--- Start of DATA EXCERPTS ---

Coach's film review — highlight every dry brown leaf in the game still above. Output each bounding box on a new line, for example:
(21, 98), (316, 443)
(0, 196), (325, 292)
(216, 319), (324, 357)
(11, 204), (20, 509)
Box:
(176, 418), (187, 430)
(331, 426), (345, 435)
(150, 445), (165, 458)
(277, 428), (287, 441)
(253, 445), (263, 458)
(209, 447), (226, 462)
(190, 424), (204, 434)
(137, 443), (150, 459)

--- End of DATA EXCERPTS ---

### WRITTEN REQUEST
Quote the listing above line for line, without changing anything.

### THE RESULT
Coach's film review — highlight every dry brown leaf in the game still above. Output each bounding box on a new line, for example:
(21, 98), (316, 443)
(0, 196), (325, 292)
(216, 319), (324, 357)
(11, 204), (20, 509)
Box:
(176, 418), (187, 430)
(331, 426), (345, 435)
(150, 445), (165, 458)
(277, 428), (287, 441)
(253, 445), (263, 458)
(209, 447), (226, 462)
(190, 424), (204, 434)
(137, 443), (150, 459)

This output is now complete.